**CHALLENGES:**
a. Render this sentence from the biography of Pamelia Sarah Vining into French: "She began teaching school in Michigan at the age of 15."
b. Proceed with the biography of Pamelia Sarah Vining, writing on from its final sentence.

**PASSAGE:**

********************

- Born: Pamelia Sarah Vining 10 April 1826 Clarendon, New York
- Died: 6 March 1897 (aged 70) Ingersoll, Ontario
- Occupations: Teacher, Author, Poet
- Spouse: James Colton Yule
- Writing career
- Pen name: P.S.V., Emillia, Xenette
- Genres: poetry, fiction
- Subject: religion

= Pamelia Sarah Vining =

Canadian poet

Pamelia Sarah Yule, née Vining, also known as Mrs. J. C. Yule (10 April 1826 - 6 March 1897) was an American born Canadian poet and writer.

==Biography==
Yule was born in Clarendon, New York to Daniel Vining, a farmer, and Lydia Vining. She was educated at a local school and at home by her mother. She began teaching school in Michigan at the age of 15. She attended Albion College and eventually received a degree of Mistress of Science and Arts, an honorary degree then awarded to female graduates. In 1860 she taught English language and arts at Canadian Literary Institute in Woodstock, Ontario. In 1866, she married James Colton Yule and moved with him to Brantford where James ran a grammar school. In 1874 James accepted a professorship in New Testament studies at the institute. After James died in 1876, she devoted her time to church service and writing. She died in Ingersoll, Ontario in 1897.

********************

Entries taken from a collection
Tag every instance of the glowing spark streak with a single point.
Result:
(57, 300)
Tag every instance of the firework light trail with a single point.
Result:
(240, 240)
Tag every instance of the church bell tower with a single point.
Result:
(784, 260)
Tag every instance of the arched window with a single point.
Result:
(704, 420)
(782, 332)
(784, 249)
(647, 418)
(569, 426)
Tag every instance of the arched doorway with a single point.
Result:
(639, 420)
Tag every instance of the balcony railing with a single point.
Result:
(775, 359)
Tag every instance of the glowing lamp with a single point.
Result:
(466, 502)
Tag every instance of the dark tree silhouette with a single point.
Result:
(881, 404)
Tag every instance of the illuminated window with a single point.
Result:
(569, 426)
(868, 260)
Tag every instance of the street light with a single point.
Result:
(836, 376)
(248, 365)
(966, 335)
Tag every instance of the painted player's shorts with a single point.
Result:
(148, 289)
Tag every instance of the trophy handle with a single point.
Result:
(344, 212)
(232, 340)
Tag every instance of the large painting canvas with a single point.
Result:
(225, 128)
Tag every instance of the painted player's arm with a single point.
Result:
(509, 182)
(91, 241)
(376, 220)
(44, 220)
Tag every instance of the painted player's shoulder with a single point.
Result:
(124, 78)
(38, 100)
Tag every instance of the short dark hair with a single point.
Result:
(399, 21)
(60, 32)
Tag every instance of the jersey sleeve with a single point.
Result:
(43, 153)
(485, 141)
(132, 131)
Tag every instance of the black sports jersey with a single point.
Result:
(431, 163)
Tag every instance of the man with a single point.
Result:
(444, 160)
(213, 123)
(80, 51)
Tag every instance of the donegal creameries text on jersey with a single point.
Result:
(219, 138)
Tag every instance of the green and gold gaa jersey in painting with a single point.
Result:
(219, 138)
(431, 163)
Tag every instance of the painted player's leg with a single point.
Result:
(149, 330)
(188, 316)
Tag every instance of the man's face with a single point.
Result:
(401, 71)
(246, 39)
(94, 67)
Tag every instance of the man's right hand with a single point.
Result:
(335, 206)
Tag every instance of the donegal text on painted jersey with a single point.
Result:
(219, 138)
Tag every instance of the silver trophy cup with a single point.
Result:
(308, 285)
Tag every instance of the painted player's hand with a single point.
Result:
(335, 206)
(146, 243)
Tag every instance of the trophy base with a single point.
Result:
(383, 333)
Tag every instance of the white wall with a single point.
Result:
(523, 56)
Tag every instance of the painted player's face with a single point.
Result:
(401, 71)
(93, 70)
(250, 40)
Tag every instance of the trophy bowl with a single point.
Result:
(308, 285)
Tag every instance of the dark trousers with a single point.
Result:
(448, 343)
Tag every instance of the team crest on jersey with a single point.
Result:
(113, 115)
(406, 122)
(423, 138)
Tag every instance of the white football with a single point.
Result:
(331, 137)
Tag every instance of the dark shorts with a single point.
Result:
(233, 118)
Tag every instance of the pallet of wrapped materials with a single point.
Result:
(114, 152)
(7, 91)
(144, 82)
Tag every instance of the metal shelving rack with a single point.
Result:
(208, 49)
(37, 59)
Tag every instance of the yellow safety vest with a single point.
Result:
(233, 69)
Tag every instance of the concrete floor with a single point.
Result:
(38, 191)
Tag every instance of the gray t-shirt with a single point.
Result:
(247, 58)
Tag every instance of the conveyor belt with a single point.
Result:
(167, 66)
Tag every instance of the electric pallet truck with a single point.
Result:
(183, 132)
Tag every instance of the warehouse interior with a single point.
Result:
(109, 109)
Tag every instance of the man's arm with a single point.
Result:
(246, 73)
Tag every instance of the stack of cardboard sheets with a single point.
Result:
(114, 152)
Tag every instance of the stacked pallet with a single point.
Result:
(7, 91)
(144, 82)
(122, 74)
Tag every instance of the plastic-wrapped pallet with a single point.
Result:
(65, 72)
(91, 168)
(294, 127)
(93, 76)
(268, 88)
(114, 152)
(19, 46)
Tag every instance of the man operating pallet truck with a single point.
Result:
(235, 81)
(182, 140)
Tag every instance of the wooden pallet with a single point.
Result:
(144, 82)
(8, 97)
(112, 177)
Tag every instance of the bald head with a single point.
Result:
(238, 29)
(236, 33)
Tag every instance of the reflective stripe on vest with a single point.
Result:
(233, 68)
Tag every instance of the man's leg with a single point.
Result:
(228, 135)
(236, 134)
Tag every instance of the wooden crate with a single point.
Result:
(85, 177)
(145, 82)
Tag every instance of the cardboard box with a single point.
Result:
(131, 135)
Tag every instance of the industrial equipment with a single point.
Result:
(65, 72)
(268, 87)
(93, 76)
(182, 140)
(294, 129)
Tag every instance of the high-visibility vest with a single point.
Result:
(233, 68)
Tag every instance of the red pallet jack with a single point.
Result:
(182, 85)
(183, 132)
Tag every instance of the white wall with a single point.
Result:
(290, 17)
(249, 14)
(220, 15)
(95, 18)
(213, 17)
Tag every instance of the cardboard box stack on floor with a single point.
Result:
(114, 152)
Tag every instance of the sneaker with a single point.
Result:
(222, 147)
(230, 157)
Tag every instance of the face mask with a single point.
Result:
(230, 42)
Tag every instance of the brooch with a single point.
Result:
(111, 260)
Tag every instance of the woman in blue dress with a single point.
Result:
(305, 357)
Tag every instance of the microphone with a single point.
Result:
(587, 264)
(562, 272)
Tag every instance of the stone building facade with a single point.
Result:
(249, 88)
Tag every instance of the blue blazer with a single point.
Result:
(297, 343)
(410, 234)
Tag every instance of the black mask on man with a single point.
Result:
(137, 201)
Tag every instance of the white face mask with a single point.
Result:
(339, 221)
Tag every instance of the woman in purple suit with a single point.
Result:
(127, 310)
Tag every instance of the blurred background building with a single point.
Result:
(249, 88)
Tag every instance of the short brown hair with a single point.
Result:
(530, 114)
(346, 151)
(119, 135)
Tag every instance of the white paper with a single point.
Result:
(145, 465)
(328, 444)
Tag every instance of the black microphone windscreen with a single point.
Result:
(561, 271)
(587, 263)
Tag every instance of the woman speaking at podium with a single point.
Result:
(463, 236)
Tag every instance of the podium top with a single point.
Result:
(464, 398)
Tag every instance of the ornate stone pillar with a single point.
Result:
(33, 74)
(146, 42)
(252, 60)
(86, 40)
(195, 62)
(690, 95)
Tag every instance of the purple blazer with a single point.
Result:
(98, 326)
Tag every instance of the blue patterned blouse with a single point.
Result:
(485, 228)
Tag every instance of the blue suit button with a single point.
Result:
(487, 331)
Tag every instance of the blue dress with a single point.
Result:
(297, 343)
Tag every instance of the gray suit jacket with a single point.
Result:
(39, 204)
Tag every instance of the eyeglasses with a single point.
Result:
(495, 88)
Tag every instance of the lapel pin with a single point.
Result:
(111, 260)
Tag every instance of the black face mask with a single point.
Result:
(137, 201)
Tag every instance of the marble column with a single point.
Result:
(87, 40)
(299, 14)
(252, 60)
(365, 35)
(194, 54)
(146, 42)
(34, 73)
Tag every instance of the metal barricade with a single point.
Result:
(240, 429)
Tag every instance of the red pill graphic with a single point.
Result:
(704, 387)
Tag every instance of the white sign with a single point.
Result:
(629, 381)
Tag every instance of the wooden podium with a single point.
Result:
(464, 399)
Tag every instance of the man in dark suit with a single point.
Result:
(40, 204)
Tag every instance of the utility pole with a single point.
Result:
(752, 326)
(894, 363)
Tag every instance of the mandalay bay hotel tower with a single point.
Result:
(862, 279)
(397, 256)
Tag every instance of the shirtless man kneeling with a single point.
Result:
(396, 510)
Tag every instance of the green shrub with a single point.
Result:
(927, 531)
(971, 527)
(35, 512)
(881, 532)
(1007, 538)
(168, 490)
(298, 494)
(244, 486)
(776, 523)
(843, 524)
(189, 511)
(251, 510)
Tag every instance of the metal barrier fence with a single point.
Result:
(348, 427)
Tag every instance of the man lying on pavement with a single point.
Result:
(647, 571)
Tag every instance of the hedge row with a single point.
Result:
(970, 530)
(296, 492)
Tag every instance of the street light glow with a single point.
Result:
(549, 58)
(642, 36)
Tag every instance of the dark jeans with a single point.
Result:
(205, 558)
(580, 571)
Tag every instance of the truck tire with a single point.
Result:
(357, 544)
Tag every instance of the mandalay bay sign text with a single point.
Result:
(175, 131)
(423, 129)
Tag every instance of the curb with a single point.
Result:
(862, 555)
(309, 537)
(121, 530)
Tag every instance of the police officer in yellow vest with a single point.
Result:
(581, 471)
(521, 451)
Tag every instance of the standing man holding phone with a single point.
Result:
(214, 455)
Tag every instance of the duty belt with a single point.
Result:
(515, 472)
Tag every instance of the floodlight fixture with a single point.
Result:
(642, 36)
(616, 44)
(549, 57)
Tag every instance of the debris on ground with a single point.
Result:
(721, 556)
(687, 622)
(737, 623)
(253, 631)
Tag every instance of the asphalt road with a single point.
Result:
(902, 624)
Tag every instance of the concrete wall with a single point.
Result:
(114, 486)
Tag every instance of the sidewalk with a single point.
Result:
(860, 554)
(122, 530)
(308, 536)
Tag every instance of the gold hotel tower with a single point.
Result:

********************

**PER-TASK OUTPUTS:**
a. Elle commença à enseigner dans une école du Michigan à l'âge de 15 ans.

b.
==Writing career==
Yule began writing poems during her time at Albion and published several in Wellman's Literary Miscellany using the pen-name Emillia. She also published under the initials P.S.V. and the name Xenette. After her husband's death, she turned to writing in a more religious style, producing some novels and books of poetry. Bruce Whiteman in his biography of Yule at the Dictionary of Canadian Biography characterized her writing as 'artificial and didactic'. He said her work reflected Canadian Victorian values of the time and was influenced by an unapologetic belief in Christianity.

==Works==
- The Names Of Jesus, (1866)
- Ada Emory; or, The Sister's Bible [written as: Mrs James Colton YULE], (c1876)
- Poems Of The Heart And Home [written as: Mrs James Colton YULE], (1881)
- Up Hill; or, Paul Sutherland's Progress [written as: Mrs J C YULE], (1887)
- Sowing And Reaping; or, Records of the Ellisson Family [written as: Mrs J C YULE], (1889)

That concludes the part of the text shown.